(ASSIGNMENT 1): In the passage on professional guinea pigs, how long did Abadie spend living in hostels and group homes in Philadelphia?
(ASSIGNMENT 2): Copy the passage on professional guinea pigs from "Maybe David Foster" to "in Peoria, IL.)", swapping "auditors" for "clerks".

(PASSAGE SHOWN):
If you live in a university town, you see them everywhere: ads soliciting your participation in clinical trials for new medications. You might assume that they're targeted at students. In The Professional Guinea Pig: Big Pharma and the Risky World of Human Subjects, Roberto Abadie, an anthropologist at the City University of New York, shows that that assumption would be wrong. In fact, many test subjects are "full-time volunteers [who] might enroll in five to eight trials a year, deriving a total estimate income of $15,000 to $20,000 in exceptionally good years." They are test subjects for a living.
Abadie spent eighteen months living in hostels and group homes in Philadelphia, getting to know the men and women who work as professional participants in Phase 1 clinical trials. (Phase 1 trials mark the first time that a new medication is used in human beings; Phase 2 and 3 trials are much larger, and take several more years to complete.) They're not an easy population to characterize. Many participants work low-paying jobs and join trials to supplement their income. Others participate full-time, and say they're "addicted" to the easy money. Some participants are chronically ill (with HIV, for example), and think of themselves as joining in the fight against their disease. In Philadelphia, almost all of the participants are African-American or Latino -- but there are also a few "white anarchists" in the mix.
What's it like to be a professional guinea pig? You might travel from one city to another to participate, getting paid anywhere from $1,200 for three or four days' work to $5,000 for a month-long trial. The more painful or invasive the trial, the higher the pay. (Trials of psychiatric drugs pay especially well.) Abadie says that participants worry about risks, but not too much -- they're used to them. Pharmaceutical firms find it easier to work with experienced participants, and participants might know one another from previous trials. One former full-time guinea pig, a man in his early thirties, describes the experience this way:
Manufacturing has been taken off, outside the country, so you are not allowed to do things anymore. They call it the new economy, the informational economy. And the other side of this informational economy is the mild torture economy, you are not asked to produce or to do something anymore, you are being asked to endure something. So, if you are a guinea pig, you are enduring something, people are doing things to you and you are just enduring it, you are not actually producing something. I feel that I am a worker, but it is not work ... it's about how much you can deal with being bored, that's the real hard part of it, the time and discomfort of being there.... I am letting people pay me in exchange for the control they have over me.
Maybe David Foster Wallace should have set The Pale King in the world of professional trial participants. (He set it among I.R.S. auditors who work in an office in Peoria, IL.)
The existence of professional guinea pigs, Abadie argues, is something new: until the mid-1970s, the vast majority of new drugs were tested on prisoners. "The fluidity and instability of the guinea pig workplace," he writes, "brings to mind the world of migrant agricultural workers." Perhaps, Abadie suggests, there ought to be a central registry for trial volunteers, or a union. But many of the participants he talks to aren't interested in organizing. "They point out that both the pharmaceutical industry and they themseles intend to make money performing clinical trials research," he writes. As far as they're concerned, being exploited is just what work is. "Working for the pharmaceutical industry may be exploitative," they tell him -- "but the same was true of their jobs driving trucks, making fast food, or sorting packages on a conveyor belt."

(DATASET RECORDS):
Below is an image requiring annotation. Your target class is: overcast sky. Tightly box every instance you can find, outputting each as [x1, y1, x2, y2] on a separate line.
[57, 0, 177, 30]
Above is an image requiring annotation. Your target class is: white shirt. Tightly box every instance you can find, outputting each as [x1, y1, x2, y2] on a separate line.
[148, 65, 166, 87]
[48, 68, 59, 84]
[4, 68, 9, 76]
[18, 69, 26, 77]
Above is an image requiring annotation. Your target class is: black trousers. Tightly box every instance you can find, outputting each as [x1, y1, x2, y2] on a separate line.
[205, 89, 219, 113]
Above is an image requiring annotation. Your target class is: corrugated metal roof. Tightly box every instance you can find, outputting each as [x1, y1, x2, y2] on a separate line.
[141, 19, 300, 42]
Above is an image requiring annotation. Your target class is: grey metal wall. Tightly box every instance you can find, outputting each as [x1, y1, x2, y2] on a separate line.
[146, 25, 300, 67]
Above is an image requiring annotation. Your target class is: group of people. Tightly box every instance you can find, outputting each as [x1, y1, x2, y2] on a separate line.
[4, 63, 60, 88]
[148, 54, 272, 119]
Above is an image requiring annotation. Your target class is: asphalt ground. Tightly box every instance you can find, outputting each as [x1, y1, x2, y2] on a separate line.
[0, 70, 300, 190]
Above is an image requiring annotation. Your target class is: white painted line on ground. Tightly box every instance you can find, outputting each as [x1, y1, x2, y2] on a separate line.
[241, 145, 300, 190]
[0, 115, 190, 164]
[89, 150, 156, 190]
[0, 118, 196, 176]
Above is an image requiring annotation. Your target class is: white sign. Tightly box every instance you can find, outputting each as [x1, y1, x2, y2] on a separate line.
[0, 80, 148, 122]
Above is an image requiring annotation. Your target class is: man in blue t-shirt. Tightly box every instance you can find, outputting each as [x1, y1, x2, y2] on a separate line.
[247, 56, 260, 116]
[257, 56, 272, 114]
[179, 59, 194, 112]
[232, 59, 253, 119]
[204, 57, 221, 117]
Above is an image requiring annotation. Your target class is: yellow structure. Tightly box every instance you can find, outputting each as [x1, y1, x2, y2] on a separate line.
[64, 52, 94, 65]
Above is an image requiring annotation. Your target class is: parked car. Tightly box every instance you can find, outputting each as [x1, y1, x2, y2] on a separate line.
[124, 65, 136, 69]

(EXERCISE RESULT 1): Eighteen months.

(EXERCISE RESULT 2):
Maybe David Foster Wallace should have set The Pale King in the world of professional trial participants. (He set it among I.R.S. clerks who work in an office in Peoria, IL.)